---------- Provided data ----------

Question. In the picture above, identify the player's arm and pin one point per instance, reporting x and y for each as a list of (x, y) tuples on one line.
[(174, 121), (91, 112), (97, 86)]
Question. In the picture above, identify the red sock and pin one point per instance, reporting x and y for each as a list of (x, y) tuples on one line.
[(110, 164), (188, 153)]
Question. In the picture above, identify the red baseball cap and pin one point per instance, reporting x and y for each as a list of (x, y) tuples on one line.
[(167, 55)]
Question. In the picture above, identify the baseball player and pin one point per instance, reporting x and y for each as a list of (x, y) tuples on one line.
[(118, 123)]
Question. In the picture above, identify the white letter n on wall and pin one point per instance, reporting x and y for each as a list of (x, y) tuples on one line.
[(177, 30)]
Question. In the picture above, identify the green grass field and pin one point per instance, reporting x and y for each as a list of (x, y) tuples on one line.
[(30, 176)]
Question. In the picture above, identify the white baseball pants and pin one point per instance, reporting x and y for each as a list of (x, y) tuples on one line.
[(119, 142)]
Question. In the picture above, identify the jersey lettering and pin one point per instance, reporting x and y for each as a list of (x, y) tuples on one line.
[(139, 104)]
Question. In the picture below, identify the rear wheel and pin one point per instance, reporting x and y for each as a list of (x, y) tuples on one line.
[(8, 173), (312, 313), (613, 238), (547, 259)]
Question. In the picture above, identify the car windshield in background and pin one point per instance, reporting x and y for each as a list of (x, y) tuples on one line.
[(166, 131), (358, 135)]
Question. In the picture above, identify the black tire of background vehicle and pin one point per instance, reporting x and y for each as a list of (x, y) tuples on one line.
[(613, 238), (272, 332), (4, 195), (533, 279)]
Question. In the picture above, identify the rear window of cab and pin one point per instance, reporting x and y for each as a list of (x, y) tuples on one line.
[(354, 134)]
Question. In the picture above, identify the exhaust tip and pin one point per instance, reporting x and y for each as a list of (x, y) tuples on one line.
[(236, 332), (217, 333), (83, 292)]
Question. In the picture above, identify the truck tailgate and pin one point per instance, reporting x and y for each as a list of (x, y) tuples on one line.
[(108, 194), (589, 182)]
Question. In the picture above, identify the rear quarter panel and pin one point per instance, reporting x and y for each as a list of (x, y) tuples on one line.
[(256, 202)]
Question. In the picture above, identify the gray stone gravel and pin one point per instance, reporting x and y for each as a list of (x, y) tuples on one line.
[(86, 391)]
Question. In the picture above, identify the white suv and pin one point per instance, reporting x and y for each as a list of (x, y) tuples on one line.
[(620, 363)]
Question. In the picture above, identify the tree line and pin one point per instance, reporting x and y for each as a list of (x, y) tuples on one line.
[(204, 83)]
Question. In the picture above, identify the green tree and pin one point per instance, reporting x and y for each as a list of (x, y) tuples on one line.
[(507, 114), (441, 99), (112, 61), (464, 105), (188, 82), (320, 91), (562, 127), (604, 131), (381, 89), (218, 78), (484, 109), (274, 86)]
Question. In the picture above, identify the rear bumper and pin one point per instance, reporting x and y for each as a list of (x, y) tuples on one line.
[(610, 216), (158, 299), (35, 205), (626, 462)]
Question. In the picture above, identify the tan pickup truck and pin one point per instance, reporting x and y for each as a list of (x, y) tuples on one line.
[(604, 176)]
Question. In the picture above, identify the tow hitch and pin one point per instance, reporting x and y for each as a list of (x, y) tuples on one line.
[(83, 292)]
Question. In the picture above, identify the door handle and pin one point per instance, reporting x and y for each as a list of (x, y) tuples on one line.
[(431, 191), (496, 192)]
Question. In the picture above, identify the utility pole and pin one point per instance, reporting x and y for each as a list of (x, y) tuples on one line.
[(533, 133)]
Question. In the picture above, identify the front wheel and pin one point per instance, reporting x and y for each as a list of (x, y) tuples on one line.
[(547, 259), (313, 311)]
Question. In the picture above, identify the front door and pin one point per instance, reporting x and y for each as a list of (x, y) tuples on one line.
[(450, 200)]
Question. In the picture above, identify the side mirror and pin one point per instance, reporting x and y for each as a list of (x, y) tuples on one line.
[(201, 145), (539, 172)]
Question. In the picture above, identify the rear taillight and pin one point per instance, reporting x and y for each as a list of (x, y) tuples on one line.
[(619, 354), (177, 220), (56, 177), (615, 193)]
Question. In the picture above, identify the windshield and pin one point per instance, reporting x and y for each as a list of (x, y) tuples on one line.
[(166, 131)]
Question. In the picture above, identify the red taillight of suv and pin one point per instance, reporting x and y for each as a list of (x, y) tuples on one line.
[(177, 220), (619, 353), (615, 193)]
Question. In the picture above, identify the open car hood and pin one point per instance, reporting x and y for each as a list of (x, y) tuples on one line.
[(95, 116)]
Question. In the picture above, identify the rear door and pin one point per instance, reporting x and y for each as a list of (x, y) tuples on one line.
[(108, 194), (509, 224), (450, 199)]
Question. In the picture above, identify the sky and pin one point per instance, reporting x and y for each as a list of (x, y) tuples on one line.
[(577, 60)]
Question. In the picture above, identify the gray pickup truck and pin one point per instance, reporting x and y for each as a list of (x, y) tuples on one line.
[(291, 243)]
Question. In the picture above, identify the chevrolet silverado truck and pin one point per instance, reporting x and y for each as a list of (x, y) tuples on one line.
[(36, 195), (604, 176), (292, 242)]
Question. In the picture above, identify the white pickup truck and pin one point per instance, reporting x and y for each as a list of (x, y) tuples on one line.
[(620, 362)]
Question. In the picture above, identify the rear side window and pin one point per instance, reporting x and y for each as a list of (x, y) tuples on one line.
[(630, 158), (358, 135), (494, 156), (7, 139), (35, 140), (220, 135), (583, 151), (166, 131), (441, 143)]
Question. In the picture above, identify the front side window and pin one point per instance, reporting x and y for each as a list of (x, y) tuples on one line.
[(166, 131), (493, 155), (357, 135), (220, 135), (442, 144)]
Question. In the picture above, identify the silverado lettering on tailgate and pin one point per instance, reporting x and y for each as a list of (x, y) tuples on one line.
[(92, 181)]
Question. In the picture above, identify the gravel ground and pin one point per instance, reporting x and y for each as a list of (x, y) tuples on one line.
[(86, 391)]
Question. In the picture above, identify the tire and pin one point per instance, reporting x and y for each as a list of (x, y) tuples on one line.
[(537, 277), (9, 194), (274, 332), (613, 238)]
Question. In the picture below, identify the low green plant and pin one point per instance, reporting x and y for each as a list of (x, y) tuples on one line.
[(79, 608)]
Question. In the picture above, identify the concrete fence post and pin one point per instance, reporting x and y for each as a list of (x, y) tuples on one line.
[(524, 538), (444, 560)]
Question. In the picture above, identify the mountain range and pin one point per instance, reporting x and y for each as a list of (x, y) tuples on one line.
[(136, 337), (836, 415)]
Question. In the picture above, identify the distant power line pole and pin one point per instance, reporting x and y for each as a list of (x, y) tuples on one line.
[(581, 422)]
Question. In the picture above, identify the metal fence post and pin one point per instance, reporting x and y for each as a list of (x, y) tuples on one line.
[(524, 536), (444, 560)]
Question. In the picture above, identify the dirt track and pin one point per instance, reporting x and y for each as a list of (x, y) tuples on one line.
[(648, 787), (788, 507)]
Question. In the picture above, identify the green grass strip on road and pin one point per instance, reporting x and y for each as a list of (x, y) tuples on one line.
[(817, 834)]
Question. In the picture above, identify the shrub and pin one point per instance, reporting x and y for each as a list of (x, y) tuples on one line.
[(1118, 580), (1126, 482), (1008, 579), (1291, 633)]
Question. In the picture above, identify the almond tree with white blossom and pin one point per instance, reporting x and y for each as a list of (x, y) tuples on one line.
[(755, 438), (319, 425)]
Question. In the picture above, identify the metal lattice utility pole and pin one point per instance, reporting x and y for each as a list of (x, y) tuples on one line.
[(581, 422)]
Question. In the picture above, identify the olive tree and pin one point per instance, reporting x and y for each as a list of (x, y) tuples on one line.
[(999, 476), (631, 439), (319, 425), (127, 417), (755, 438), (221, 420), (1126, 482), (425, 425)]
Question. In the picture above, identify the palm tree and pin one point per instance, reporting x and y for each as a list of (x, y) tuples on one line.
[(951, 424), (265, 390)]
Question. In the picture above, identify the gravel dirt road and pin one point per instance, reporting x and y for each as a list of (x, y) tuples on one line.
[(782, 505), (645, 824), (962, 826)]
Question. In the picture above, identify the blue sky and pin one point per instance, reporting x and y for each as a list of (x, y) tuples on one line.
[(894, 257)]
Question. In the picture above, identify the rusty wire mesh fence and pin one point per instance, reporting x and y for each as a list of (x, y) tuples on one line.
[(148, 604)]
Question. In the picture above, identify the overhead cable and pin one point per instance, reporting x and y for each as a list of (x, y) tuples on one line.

----------

Required action
Copy exactly the line containing "Question. In the picture above, identify the shrub" and every line after it, ending with the last line of the records above.

Solution
Question. In the picture above, identify the shrub and pin one point per instance, reporting x and y for each as a list of (x, y) tuples on one line.
[(1118, 580), (1126, 482), (1008, 579), (1291, 633)]
Question. In the picture above, identify the almond tree with white blossom and pin one point per instance, reporting x and y for each as a list of (x, y) tuples on one line.
[(755, 438), (319, 425)]
Question. In the picture above, identify the metal lattice utility pole and pin one point per instance, reporting x and y for each as a list of (x, y) tuples on one line.
[(581, 422)]
Question. In the picture above, identify the olive tree and pin one point per instance, reporting x and y for each as a list of (x, y) tuples on one line.
[(999, 476), (631, 439), (319, 425), (127, 417), (755, 438), (221, 420), (1126, 482), (425, 425)]
Question. In the picture above, identify the palm tree and pin one point per instance, reporting x and y for each as a list of (x, y) tuples on one line.
[(951, 424), (265, 390)]
Question. In the picture above, identify the gravel dirt road and pin one point per instance, reporting x and y for each as a list of (x, y) tuples on one line.
[(782, 505), (645, 824), (962, 826)]
Question. In the picture above, identify the blue sky and pin one point per instance, reporting x and y for each as a list of (x, y) tuples on one line.
[(894, 257)]
Question. In the picture above, identify the rusty wire mesh fence and pin one point per instance, reporting x and y for each as a list of (x, y) tuples on one line.
[(148, 604)]
Question. In the picture above, identify the overhead cable and pin one point per instance, reporting x and y for each as a list of (x, y) tuples on one line.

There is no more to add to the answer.